> EXERCISE INSTRUCTIONS: Copy every entry below verbatim, keeping each one unchanged.

> INPUT ROWS:

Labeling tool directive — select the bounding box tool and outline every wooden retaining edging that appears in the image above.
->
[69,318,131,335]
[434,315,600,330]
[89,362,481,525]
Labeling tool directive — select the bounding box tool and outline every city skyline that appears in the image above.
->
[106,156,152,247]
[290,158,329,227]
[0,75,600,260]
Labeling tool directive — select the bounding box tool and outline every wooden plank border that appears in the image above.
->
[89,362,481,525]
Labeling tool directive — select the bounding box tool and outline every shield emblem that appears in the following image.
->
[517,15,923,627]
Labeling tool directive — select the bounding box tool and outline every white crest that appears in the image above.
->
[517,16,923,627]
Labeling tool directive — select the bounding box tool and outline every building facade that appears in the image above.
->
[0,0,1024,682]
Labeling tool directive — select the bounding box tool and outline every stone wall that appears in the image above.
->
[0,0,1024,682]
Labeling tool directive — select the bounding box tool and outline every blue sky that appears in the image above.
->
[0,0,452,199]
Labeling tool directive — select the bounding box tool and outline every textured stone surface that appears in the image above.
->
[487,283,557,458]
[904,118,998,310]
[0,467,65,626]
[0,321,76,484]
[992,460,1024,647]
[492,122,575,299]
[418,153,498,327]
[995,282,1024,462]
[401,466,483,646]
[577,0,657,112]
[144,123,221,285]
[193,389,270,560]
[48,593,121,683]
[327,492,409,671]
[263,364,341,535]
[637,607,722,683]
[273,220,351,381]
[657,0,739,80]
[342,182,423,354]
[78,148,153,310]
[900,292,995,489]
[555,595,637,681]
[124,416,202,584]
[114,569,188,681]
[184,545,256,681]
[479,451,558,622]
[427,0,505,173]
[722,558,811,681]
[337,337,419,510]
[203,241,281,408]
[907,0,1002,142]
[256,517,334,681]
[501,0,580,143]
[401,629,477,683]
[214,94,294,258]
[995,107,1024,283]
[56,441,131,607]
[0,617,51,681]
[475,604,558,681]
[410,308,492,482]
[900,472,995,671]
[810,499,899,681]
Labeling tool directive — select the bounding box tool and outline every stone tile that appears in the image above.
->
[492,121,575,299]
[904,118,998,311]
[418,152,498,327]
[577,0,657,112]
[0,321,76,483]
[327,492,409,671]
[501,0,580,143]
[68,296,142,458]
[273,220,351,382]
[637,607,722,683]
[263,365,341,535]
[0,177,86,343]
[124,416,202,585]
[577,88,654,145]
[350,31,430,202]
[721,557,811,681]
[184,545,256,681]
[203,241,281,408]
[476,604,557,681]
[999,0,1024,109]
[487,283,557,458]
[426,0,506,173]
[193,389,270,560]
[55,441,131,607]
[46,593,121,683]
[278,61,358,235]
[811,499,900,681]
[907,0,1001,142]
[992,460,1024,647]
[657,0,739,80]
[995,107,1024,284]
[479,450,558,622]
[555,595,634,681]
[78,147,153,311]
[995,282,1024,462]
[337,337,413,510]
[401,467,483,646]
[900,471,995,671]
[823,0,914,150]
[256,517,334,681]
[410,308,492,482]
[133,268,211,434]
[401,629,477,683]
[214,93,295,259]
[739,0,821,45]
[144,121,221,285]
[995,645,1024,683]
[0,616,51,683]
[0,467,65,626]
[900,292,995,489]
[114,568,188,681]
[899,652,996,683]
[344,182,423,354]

> ANSWER TO THIS EXERCISE:
Labeling tool directive — select the bounding box tool and outline every wooden retaining edging that appears in the image above.
->
[69,318,131,335]
[434,315,600,330]
[89,362,481,525]
Labeling tool directive — select the bounding box tool and outline every city skyline that appears in the image above.
->
[106,156,152,247]
[290,158,329,227]
[0,75,600,260]
Labeling tool directive — select the bounding box tool and outline every wooden plank border that appears in the image above.
->
[89,362,481,525]
Labeling tool directive — select the bounding box tool and outline every shield emblem that appears in the following image.
->
[517,15,923,627]
Labeling tool directive — select the bounding box tool and outline every white crest that appears in the image above.
->
[517,16,923,627]
Labeling tool directive — select the bounding box tool and outline every building facade that appears in the image above.
->
[0,0,1024,682]
Labeling tool directive — select the bounding box tool and outline every stone wall that appears in the image above.
->
[0,0,1024,682]
Labeling tool directive — select the bounding box tool and outline every blue sky that appears in the image above.
->
[0,0,452,199]
Labeling tool directive — select the bounding box tool and outline every textured stone surface that appears in the image above.
->
[487,283,557,458]
[904,118,998,310]
[0,467,65,626]
[0,321,76,484]
[992,460,1024,647]
[492,122,575,299]
[418,153,498,327]
[995,282,1024,462]
[401,466,483,646]
[577,0,657,112]
[144,123,221,285]
[193,389,270,560]
[48,593,121,683]
[327,492,409,671]
[263,364,341,535]
[637,607,722,683]
[273,220,351,381]
[657,0,739,80]
[342,182,423,354]
[78,148,153,310]
[900,292,995,489]
[555,595,637,681]
[124,416,202,584]
[114,569,188,681]
[184,545,256,681]
[479,451,558,622]
[427,0,505,173]
[722,558,811,681]
[337,337,419,510]
[203,241,281,408]
[907,0,1002,142]
[256,517,334,681]
[501,0,580,143]
[401,629,477,683]
[214,94,294,258]
[995,107,1024,283]
[56,441,131,607]
[0,617,51,681]
[475,604,558,681]
[410,308,492,482]
[900,472,995,671]
[810,499,899,681]
Labeling tool directive — select the bounding box tool and outline every stone tile that appears in the image above.
->
[492,121,575,299]
[904,118,998,311]
[418,152,498,327]
[577,0,657,112]
[0,321,76,483]
[327,492,409,671]
[501,0,580,143]
[68,296,142,458]
[273,220,351,382]
[637,607,722,683]
[263,365,341,535]
[0,177,86,343]
[124,416,202,585]
[577,88,654,145]
[350,31,430,202]
[721,557,811,681]
[184,545,256,681]
[203,241,281,408]
[476,604,557,681]
[999,0,1024,109]
[487,283,557,458]
[426,0,506,173]
[193,389,270,560]
[55,441,131,607]
[46,593,121,683]
[278,61,358,235]
[811,499,900,681]
[907,0,1001,142]
[992,460,1024,647]
[657,0,739,80]
[995,107,1024,284]
[479,450,558,622]
[555,595,634,681]
[78,147,153,311]
[995,282,1024,462]
[337,337,413,510]
[401,467,483,646]
[900,471,995,671]
[823,0,914,150]
[256,517,334,681]
[410,308,492,482]
[133,268,211,434]
[401,629,477,683]
[214,93,295,259]
[739,0,821,45]
[144,121,221,285]
[995,645,1024,683]
[0,616,51,683]
[0,467,65,626]
[900,292,995,489]
[114,568,188,681]
[899,652,996,683]
[344,182,423,354]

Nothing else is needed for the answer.